Given n non-negative integers representing an elevation map where the width of each bar is 1, compute how much water it is able to trap after raining.
For example,
Given [0,1,0,2,1,0,1,3,2,1,2,1], return 6.
The above elevation map is represented by array [0,1,0,2,1,0,1,3,2,1,2,1]. In this case, 6 units of rain water (blue section) are being trapped. Thanks Marcos for contributing this image!
题意分析:
给定一个非负整数的list,每一个元素代表如图中柱状图的纵坐标。结合图中来看,黑色的是给定的list,让你求出这些黑色柱体围起来能够盛的水量是多少,也就是图中蓝色柱体的面积(每个柱体宽都是1)。
解答:
本题和11. Container With Most Water有些类似,那道题求的是两个坐标之间能够盛的最大水量,本题是所有坐标中能够盛下的水量。考虑到每个坐标宽度都是1,所以我们把问题简化为求每个坐标上面能够盛的水量。
════════════════
**练习任务:**
a) 请改写原文中从“The above elevation”到“的面积(每个柱体宽都是1)。”的这一段,并把其中的“黑色”换成“深灰色”。
b) 请把原文中以“本题和11. Container With Most Water”开头的段落改写成要点列表,保留其主要事实。
════════════════
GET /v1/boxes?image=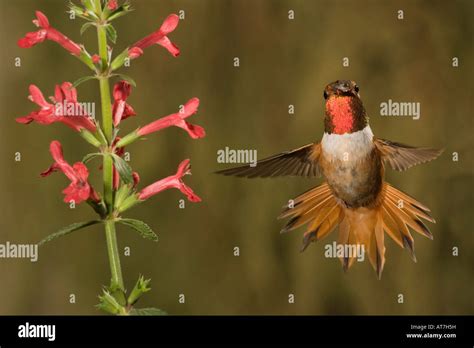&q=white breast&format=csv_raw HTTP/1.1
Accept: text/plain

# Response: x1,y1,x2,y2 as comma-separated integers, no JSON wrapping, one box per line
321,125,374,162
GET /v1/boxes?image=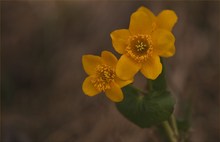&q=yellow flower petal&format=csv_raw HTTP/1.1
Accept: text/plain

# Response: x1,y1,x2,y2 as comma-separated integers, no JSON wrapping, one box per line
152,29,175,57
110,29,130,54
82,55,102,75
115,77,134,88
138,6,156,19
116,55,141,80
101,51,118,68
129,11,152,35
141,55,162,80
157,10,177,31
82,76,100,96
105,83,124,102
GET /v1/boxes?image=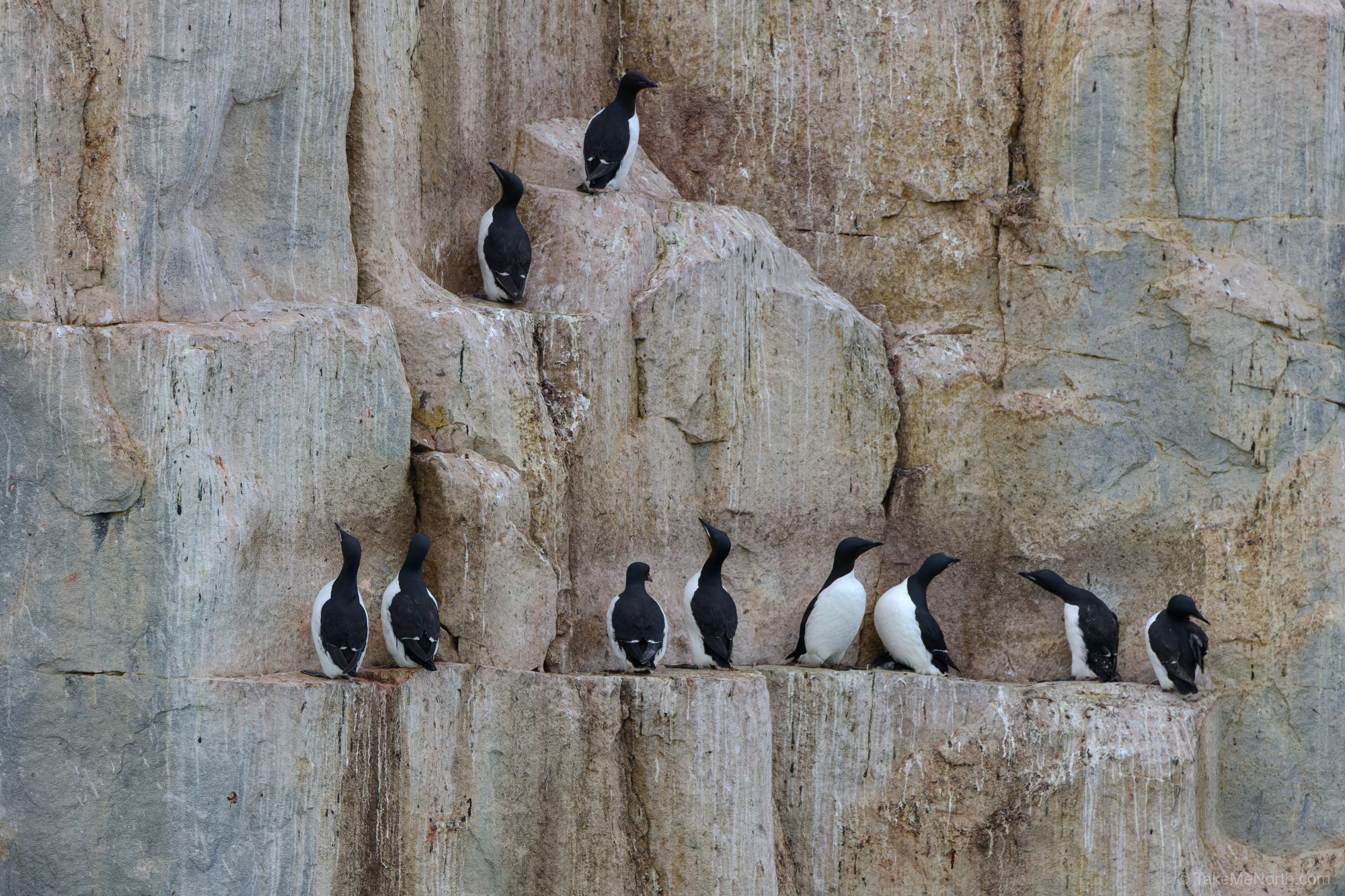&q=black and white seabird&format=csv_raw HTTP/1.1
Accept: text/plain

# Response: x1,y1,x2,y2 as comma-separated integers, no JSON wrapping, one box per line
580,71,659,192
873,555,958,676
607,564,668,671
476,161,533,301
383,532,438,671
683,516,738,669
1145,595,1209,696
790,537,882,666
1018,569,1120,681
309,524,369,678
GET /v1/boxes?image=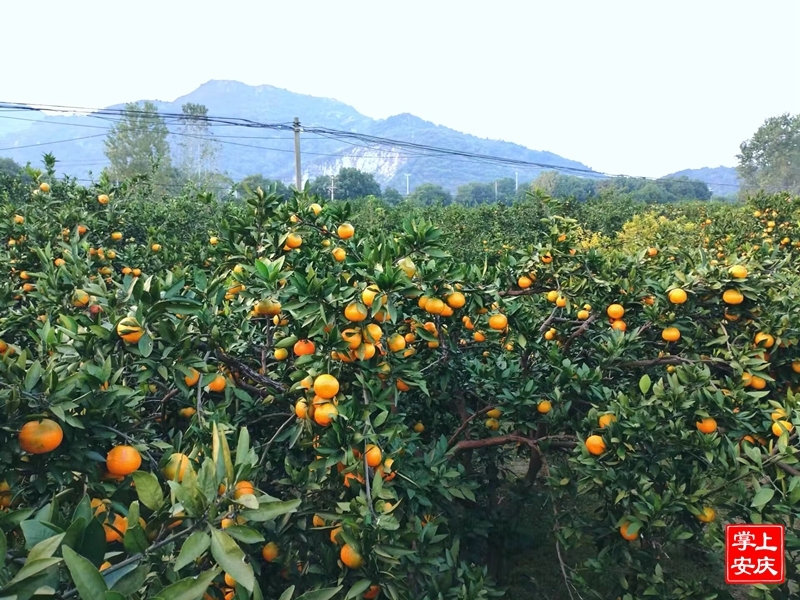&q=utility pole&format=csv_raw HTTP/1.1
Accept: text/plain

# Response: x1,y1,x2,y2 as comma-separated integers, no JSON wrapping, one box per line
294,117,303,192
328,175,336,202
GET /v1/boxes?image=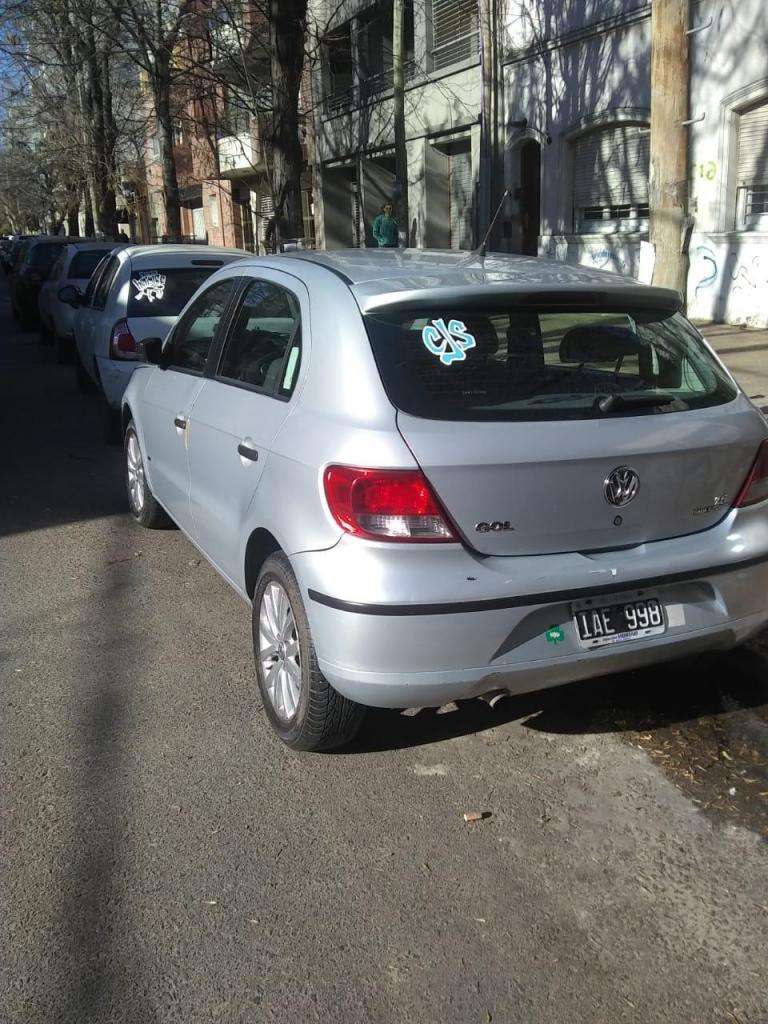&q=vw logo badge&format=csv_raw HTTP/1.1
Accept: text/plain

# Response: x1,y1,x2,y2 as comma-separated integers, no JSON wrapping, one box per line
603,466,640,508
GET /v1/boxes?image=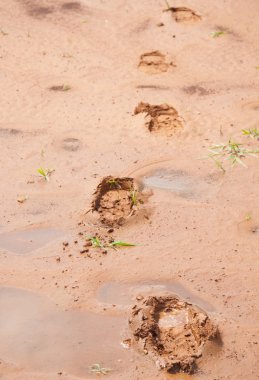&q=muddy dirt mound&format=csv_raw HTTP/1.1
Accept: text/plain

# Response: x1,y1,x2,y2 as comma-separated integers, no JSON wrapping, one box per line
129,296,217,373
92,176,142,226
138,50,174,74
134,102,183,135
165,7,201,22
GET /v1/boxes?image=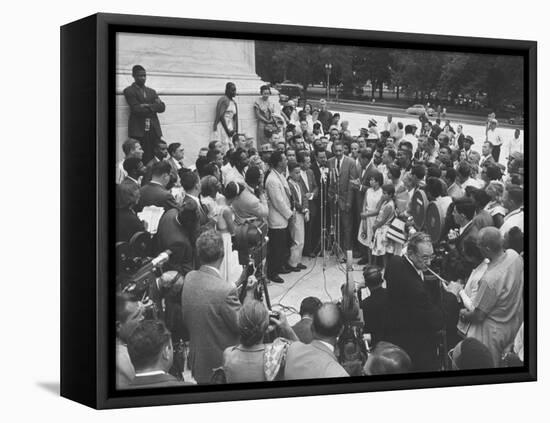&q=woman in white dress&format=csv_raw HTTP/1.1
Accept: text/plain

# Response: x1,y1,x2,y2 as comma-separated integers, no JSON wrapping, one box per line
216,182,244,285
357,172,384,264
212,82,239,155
════════════════
**练习答案:**
a)
The above elevation map is represented by array [0,1,0,2,1,0,1,3,2,1,2,1]. In this case, 6 units of rain water (blue section) are being trapped. Thanks Marcos for contributing this image!
题意分析:
给定一个非负整数的list,每一个元素代表如图中柱状图的纵坐标。结合图中来看,深灰色的是给定的list,让你求出这些深灰色柱体围起来能够盛的水量是多少,也就是图中蓝色柱体的面积(每个柱体宽都是1)。

b)
- 本题与第11题Container With Most Water有些类似。
- 那道题求两个坐标之间能盛的最大水量,本题求所有坐标中能盛下的水量。
- 由于每个坐标宽度都是1,问题可简化为求每个坐标上方能盛的水量。